>>>
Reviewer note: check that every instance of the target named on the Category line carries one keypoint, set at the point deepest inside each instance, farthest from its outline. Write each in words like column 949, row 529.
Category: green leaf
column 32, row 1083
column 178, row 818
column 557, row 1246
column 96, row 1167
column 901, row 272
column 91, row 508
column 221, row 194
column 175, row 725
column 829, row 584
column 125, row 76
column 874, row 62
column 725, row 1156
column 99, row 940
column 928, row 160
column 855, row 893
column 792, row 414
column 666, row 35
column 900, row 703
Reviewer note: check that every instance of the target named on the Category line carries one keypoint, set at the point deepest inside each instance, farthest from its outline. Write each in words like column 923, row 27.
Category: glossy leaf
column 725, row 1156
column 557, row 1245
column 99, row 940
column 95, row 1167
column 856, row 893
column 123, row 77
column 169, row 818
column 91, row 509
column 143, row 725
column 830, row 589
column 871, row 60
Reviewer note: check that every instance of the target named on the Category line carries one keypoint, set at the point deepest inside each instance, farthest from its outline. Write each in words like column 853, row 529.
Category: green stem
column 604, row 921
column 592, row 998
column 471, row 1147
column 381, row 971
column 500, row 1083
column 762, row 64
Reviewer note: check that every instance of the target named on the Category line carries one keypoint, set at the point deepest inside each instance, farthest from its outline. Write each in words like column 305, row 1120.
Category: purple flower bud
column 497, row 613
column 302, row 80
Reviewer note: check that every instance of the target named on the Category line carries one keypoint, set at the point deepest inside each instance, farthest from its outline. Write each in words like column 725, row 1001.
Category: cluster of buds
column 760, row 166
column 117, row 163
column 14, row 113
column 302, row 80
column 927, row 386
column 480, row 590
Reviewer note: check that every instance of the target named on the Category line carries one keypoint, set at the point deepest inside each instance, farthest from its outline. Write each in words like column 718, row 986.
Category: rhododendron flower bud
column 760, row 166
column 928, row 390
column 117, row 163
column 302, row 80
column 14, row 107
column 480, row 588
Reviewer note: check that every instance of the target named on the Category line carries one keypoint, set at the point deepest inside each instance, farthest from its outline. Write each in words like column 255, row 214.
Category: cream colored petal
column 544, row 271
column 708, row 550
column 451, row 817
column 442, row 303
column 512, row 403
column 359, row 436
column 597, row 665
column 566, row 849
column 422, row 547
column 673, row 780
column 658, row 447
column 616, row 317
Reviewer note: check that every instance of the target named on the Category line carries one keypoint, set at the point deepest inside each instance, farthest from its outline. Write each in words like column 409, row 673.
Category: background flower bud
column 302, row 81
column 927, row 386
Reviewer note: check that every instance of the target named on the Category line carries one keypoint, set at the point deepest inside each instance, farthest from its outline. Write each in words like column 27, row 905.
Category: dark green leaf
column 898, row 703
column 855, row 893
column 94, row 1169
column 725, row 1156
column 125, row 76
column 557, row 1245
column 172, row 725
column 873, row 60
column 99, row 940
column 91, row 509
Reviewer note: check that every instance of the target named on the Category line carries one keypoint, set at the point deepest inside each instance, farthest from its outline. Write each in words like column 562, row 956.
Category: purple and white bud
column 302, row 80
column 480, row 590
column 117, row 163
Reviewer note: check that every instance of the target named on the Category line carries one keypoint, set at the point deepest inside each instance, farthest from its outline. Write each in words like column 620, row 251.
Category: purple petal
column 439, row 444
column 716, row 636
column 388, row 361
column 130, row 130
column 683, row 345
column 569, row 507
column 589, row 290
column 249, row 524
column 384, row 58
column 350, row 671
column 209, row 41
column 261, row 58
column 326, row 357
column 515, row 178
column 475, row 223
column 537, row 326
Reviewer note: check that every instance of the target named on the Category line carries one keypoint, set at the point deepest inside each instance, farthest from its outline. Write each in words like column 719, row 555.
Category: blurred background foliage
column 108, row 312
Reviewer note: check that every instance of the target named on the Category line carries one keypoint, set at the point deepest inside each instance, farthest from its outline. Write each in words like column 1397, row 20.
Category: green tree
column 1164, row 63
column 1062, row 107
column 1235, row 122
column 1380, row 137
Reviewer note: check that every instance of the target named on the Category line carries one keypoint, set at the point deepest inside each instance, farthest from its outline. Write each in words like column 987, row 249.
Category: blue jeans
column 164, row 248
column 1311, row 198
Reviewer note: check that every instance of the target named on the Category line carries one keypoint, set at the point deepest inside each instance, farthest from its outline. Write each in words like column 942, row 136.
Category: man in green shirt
<<<
Your task:
Return everything in the listing above, unchanged, from the line containing "987, row 249." down to the end of the listing, including both ends.

The reply:
Reviewer note: check that every instance of the target named on the Category line carries one keypoint, set at the point deepest inside each instance, farthest from its outline. Write each in words like column 987, row 249.
Category: blue jeans
column 164, row 248
column 1311, row 198
Reviewer note: check that every instance of the target named on the Category line carries one keypoint, set at the point deepest inside each instance, farthest from its outline. Write each in words like column 942, row 136.
Category: man in green shirt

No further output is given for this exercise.